▶ _Entries for labeling bounding boxes_

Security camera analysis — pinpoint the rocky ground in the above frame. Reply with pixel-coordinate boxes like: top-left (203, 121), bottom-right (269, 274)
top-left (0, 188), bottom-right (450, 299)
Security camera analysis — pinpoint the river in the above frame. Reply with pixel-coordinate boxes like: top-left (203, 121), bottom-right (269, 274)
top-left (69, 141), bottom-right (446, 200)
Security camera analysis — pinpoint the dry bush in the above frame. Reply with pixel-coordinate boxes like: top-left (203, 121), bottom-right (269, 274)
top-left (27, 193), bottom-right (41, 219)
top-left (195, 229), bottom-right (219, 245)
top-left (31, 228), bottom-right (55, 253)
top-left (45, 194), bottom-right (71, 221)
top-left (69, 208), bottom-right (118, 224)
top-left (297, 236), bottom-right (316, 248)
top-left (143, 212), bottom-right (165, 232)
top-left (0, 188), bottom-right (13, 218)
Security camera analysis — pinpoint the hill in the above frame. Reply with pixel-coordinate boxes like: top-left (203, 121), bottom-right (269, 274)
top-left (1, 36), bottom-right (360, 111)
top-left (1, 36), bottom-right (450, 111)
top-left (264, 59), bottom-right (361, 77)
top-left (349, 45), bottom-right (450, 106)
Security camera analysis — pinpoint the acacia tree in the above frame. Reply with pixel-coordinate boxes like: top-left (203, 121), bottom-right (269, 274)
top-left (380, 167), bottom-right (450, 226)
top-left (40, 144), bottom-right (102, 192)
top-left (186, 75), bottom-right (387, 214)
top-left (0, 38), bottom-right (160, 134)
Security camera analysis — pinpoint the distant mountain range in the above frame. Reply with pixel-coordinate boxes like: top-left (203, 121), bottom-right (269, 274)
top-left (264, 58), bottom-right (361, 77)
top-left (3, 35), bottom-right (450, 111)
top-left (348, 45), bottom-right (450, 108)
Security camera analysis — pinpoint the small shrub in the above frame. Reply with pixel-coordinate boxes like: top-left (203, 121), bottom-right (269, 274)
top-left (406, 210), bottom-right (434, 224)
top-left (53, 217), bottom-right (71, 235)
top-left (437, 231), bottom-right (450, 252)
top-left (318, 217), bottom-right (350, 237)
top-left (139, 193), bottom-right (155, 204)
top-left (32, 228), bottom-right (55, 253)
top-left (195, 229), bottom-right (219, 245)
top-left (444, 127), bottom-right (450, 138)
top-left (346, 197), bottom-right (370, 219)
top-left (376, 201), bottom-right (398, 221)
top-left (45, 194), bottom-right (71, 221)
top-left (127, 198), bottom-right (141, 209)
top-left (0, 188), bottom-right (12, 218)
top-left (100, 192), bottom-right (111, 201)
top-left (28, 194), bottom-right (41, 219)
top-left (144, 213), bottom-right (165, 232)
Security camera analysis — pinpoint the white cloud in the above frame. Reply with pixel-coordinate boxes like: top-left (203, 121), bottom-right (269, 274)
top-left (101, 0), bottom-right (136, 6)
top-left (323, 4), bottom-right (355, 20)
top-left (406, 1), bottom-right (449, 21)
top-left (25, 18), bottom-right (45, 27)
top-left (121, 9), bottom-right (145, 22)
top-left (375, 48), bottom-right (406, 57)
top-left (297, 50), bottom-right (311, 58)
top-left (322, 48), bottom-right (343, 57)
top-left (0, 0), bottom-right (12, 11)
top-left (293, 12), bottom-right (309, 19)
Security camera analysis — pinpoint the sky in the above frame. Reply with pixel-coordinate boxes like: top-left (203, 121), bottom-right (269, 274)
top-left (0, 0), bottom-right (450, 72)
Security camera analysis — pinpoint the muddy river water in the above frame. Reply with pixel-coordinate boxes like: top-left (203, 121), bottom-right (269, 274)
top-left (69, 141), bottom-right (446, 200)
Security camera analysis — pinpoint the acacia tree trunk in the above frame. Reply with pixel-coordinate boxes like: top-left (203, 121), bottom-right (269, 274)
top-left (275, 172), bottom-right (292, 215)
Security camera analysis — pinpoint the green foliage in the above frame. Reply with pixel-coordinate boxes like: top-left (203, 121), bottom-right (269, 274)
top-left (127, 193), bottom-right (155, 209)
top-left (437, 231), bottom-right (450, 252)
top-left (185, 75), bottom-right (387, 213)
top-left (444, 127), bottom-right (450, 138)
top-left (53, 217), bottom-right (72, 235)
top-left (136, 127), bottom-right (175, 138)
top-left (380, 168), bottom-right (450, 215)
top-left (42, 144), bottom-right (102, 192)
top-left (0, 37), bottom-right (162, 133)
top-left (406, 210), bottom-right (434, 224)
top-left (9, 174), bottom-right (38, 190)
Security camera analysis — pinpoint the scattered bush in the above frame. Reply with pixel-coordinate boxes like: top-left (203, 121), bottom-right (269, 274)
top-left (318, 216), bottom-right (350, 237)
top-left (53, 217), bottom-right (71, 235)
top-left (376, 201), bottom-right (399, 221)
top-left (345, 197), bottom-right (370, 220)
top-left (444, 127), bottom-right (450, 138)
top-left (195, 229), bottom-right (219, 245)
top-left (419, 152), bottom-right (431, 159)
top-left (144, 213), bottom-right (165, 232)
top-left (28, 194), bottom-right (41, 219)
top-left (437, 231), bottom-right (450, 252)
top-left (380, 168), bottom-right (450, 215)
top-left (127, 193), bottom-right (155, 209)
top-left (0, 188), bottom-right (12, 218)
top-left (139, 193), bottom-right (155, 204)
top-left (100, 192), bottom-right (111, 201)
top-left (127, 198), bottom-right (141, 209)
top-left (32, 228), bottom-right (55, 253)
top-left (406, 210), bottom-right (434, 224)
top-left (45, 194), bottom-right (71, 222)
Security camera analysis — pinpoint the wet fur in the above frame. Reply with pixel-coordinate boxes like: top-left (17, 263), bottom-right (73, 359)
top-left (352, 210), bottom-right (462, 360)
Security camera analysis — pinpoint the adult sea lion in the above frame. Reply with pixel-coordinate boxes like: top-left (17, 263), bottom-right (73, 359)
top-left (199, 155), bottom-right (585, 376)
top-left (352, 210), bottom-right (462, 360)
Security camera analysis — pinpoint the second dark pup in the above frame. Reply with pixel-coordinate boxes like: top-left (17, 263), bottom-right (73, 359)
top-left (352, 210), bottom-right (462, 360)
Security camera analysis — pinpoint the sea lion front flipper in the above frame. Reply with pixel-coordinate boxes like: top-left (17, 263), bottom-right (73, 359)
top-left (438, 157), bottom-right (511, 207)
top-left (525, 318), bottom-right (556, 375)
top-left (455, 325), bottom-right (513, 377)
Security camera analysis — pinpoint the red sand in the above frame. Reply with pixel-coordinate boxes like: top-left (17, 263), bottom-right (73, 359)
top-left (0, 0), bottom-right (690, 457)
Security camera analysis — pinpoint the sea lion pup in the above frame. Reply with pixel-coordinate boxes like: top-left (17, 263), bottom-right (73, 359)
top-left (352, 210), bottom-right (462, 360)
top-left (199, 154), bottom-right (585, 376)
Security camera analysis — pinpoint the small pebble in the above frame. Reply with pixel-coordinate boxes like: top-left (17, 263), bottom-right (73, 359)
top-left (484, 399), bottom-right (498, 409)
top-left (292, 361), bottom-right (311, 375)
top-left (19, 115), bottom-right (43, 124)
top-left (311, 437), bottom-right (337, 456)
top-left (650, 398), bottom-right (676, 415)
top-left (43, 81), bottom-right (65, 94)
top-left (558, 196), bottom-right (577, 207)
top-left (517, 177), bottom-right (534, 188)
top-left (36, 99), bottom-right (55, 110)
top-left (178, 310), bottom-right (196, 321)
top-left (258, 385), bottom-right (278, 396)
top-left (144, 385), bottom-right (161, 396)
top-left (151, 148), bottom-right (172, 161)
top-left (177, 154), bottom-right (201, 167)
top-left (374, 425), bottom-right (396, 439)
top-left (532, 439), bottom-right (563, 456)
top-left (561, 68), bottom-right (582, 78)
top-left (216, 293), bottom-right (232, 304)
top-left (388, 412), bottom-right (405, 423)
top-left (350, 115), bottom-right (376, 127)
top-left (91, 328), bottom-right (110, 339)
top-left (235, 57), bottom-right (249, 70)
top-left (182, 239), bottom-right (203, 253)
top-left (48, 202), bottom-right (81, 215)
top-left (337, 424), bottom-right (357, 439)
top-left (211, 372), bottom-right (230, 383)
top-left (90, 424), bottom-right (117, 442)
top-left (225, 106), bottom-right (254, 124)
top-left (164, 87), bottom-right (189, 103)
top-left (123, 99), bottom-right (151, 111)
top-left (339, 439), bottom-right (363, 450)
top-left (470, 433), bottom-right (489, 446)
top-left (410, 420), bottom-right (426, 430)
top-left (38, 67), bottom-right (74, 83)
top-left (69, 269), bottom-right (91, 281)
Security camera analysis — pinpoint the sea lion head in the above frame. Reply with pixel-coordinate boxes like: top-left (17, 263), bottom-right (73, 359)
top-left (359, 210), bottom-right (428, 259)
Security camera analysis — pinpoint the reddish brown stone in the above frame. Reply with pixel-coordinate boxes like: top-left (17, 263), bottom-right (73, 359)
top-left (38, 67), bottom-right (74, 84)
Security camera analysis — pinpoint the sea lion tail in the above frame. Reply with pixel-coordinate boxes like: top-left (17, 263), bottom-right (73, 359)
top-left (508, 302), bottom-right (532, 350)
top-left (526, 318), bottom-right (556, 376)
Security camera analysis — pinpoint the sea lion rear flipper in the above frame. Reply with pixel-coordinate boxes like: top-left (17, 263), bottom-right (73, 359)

▶ _Given problem_
Lay out as a JSON list of strings, one string per line with blank lines omitted, everything from the line containing "Security camera analysis — pinpoint the small pebble" down to the line containing "top-left (388, 412), bottom-right (405, 423)", both included.

▶ _Solution for this exercise_
[
  "Security camera analysis — pinpoint the small pebble in the above frame. Reply with pixel-coordinate boxes like: top-left (17, 263), bottom-right (73, 359)",
  "top-left (484, 399), bottom-right (498, 409)",
  "top-left (292, 361), bottom-right (311, 375)",
  "top-left (19, 115), bottom-right (43, 124)",
  "top-left (311, 437), bottom-right (337, 456)",
  "top-left (650, 398), bottom-right (676, 415)",
  "top-left (43, 81), bottom-right (65, 94)",
  "top-left (558, 196), bottom-right (577, 207)",
  "top-left (517, 177), bottom-right (534, 188)",
  "top-left (36, 99), bottom-right (55, 110)",
  "top-left (178, 310), bottom-right (196, 321)",
  "top-left (258, 385), bottom-right (278, 396)",
  "top-left (144, 385), bottom-right (161, 396)",
  "top-left (151, 148), bottom-right (172, 161)",
  "top-left (177, 154), bottom-right (201, 167)",
  "top-left (374, 425), bottom-right (396, 439)",
  "top-left (532, 439), bottom-right (563, 456)",
  "top-left (561, 68), bottom-right (582, 78)",
  "top-left (216, 293), bottom-right (232, 304)",
  "top-left (388, 412), bottom-right (405, 423)"
]